Tarefa proposta A
Reproduza literalmente o trecho da carta sobre Buenos Aires começando em "Curiosamente o amigo" e terminando em "cidade que eu.".
Tarefa proposta B
Resuma em até duas frases o parágrafo da carta sobre Buenos Aires que começa com "Curiosamente o amigo que me acompanhava", mantendo seus fatos principais.
Tarefa proposta C
Escreva a continuação da carta sobre Buenos Aires a partir da última frase apresentada.

Trecho apresentado
>>>>>
Uma lembrança numa camiseta
Caríssima,
Como deves lembrar, visitei Buenos Aires em 2008. A única vez em que estive naquela cidade.
Minha impressão foi a de mais uma cidade de país subdesenvolvido, com sujeira e pedintes, embora com arquitetura bem preservada, e, claro, com o charme de uma Capital Federal.
Curiosamente o amigo que me acompanhava, também em sua primeira e única viagem à cidade, contou que se sentiu como se estivesse uma cidade europeia. Difícil avaliar já que nenhum de nós dois tinha estado em uma cidade europeia. Mas sinal que ele ficou com melhor impressão da cidade que eu.
Foi bom contar com a hospitalidade da maioria das pessoas com quem interagimos, embora eu possa lembrar de algumas pessoas com bastante animosidade em relação ao turista que eu era.
<<<<<
Dados de localização de objetos a partir de linguagem natural:
>>>>>
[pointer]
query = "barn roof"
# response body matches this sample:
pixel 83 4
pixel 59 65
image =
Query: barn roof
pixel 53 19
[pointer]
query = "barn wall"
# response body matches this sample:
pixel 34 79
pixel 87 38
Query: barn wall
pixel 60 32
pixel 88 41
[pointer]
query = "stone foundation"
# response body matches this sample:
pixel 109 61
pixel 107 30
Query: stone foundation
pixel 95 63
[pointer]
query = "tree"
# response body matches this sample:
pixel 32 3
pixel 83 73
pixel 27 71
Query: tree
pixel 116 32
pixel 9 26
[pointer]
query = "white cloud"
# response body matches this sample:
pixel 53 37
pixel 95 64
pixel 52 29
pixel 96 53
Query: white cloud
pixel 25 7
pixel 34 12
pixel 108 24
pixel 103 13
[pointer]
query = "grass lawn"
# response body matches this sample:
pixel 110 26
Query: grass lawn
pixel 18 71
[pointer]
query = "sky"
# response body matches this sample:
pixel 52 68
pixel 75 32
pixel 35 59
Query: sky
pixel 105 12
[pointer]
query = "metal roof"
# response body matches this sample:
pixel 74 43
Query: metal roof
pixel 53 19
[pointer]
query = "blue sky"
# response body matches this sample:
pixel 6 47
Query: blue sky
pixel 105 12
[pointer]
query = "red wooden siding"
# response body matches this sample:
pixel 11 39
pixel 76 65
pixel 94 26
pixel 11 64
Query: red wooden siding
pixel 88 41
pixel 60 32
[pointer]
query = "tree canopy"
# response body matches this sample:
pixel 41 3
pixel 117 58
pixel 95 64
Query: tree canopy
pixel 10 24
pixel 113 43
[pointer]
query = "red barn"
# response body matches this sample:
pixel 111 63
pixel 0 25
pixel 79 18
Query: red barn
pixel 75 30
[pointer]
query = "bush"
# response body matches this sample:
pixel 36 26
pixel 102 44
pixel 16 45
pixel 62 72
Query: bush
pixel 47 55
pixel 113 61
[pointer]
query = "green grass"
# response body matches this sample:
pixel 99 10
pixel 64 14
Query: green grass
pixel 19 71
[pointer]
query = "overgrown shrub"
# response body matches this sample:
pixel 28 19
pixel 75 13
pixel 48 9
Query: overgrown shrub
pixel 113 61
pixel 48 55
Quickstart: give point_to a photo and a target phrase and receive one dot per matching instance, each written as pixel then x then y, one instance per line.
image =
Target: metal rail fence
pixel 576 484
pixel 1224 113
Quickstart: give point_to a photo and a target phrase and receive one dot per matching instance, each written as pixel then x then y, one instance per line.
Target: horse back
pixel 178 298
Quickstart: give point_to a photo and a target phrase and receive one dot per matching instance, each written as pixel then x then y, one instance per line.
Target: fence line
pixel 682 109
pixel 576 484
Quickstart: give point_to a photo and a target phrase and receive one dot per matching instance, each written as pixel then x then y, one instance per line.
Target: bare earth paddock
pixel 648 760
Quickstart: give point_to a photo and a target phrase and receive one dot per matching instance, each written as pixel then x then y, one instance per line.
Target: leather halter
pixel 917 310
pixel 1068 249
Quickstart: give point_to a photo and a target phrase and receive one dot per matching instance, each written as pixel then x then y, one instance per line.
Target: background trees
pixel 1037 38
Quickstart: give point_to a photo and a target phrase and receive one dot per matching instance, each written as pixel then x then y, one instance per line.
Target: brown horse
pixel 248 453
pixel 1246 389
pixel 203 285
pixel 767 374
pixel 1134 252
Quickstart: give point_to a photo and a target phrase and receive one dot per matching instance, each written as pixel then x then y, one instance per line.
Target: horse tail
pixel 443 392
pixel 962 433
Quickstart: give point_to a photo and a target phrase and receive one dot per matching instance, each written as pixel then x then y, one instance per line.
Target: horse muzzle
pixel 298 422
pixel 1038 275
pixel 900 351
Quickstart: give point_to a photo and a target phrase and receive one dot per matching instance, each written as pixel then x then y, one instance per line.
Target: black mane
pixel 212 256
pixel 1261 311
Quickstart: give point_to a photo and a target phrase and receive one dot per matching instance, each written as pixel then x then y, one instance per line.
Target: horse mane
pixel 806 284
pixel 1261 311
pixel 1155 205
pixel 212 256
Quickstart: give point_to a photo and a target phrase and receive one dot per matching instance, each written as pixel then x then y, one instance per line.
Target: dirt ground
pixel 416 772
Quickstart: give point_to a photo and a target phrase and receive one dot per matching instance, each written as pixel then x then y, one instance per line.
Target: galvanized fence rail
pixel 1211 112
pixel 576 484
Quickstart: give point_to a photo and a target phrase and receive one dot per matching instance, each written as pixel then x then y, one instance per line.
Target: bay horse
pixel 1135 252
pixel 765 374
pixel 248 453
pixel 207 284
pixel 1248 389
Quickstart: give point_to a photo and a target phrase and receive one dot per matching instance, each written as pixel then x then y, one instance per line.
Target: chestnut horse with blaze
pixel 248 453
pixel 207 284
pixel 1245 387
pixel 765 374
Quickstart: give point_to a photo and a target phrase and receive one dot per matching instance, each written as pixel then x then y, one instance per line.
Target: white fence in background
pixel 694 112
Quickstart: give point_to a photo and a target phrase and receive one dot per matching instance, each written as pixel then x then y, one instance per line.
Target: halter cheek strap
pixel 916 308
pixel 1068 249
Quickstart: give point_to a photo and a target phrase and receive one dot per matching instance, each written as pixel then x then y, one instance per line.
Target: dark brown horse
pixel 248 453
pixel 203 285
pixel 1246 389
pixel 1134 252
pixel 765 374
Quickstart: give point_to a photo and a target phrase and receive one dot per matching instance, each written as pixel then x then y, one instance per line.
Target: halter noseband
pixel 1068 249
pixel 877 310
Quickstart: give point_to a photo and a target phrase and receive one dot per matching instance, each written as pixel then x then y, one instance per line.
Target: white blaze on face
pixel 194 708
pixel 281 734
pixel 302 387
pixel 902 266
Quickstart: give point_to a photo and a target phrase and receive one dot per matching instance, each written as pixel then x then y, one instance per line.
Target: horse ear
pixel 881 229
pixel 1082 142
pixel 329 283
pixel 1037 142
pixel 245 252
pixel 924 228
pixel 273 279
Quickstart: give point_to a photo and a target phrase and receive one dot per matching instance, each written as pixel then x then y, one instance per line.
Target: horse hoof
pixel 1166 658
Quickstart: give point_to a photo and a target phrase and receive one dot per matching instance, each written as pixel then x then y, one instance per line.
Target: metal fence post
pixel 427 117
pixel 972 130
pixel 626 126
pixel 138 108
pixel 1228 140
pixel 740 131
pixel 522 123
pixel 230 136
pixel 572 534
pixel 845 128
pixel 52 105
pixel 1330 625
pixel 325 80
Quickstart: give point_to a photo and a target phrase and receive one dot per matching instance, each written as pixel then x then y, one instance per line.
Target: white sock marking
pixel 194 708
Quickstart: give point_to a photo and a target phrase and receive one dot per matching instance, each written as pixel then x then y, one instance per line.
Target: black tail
<<<<<
Resposta do exercício A
Curiosamente o amigo que me acompanhava, também em sua primeira e única viagem à cidade, contou que se sentiu como se estivesse uma cidade europeia. Difícil avaliar já que nenhum de nós dois tinha estado em uma cidade europeia. Mas sinal que ele ficou com melhor impressão da cidade que eu.

Resposta do exercício B
O amigo que acompanhava quem escreve, também em sua primeira e única viagem a Buenos Aires, disse ter se sentido numa cidade europeia. A comparação é difícil de avaliar, pois nenhum dos dois conhecia uma cidade europeia, mas mostra que ele gostou mais da cidade.

Resposta do exercício C
Foi bom passear para Avenida Florida, pela Plaza de Mayo e ver a Casa Rosada. Caminhar pela praça em frente ao Congresso. Ir ao inevitável (para turistas de primeira viagem) show de tango. Avenida 9 de Julio. E até o zoológico.
E as também inevitáveis lembrancinhas para alguns amigos e parentes.
Para a minha irmã, eu trouxe uma camiseta azul marinho, com a palavra Argentina bordada em linha dourada. Acho que ela gostou. A camisa se desbotou, sinal que foi lavada, embora eu não me lembre de ver minha irmã vestindo-a.
Pois bem. Minha irmã faleceu, lá se vão três anos. A camiseta voltou para mim.
No primeiro outono e inverno da pandemia, quando a paranoia era maior, e eu fazia distinção rígida entre a roupa para usar dentro de casa e a para usar na rua, usei esta camiseta muitos dias, em casa.
Meus hábitos mudaram. Já não sou tão paranóico. Saio a caminhar solitariamente, seguindo uma recomendação médica de muito tempo. Quando volto da caminhada, continuo usando a mesma camiseta.
Cheguei à conclusão que não quero mais a camiseta que pertenceu à minha irmã.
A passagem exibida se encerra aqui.